WHAT IS BEING ASKED: From the data below, return each line in which the string "place" is found.

***

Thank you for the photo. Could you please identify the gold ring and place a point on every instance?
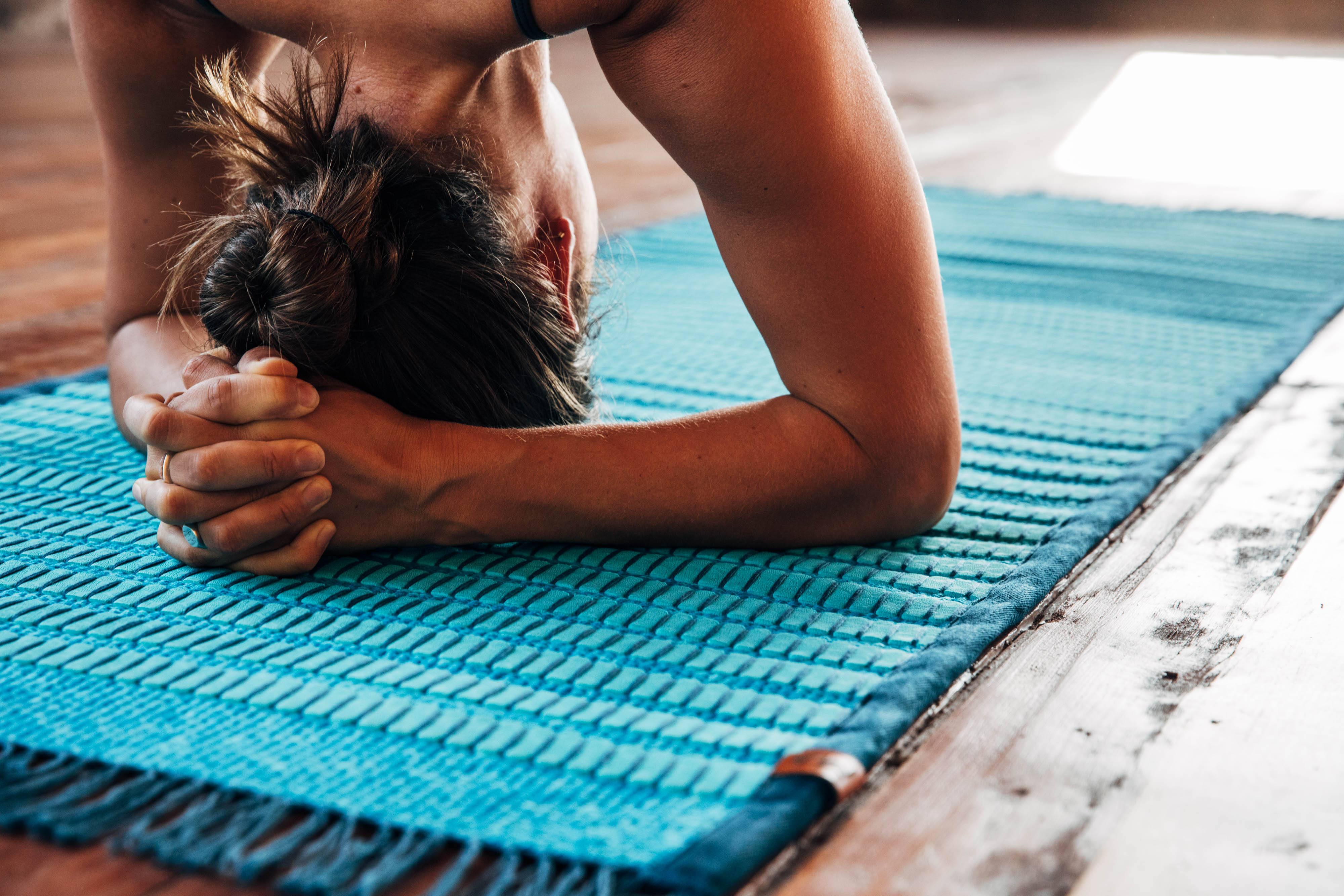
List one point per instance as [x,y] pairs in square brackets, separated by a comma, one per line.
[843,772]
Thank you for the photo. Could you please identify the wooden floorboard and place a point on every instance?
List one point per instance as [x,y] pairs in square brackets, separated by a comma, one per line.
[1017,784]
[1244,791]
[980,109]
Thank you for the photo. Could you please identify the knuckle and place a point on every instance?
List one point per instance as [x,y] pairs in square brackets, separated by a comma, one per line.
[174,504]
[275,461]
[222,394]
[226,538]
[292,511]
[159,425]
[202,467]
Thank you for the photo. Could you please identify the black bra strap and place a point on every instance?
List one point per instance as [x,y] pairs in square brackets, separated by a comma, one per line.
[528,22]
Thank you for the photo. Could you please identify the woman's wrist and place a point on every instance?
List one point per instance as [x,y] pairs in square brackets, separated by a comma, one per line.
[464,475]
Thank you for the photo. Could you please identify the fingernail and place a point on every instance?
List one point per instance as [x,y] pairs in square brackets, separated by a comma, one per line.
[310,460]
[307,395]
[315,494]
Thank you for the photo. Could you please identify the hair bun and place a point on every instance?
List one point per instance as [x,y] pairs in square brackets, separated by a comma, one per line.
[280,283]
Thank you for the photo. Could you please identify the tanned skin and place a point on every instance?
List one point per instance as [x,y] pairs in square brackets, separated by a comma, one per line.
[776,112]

***

TASK RESPONSE:
Thank you for the photo. Could you please identify the gold ring and place a point on every instance?
Thank you for the photo. Could you please identify the wooden floorboard and place a point on every instance?
Thank you for the photo. Could you please identify the knuckle and place a point on every instance?
Thank you for the photo. Could you please identify the black bra strap and place a point on every instance?
Thank you for the photo. Could you please identify the woman's wrist and place a point on every instance?
Thank you for the photo. Could you please identify the fingernail and place a point on every instance?
Thank you for the photo. Could you please identify the hair bun and place a point on every instance?
Thank you for the photo. Could you please identify the tanned skin and place a point on every instance?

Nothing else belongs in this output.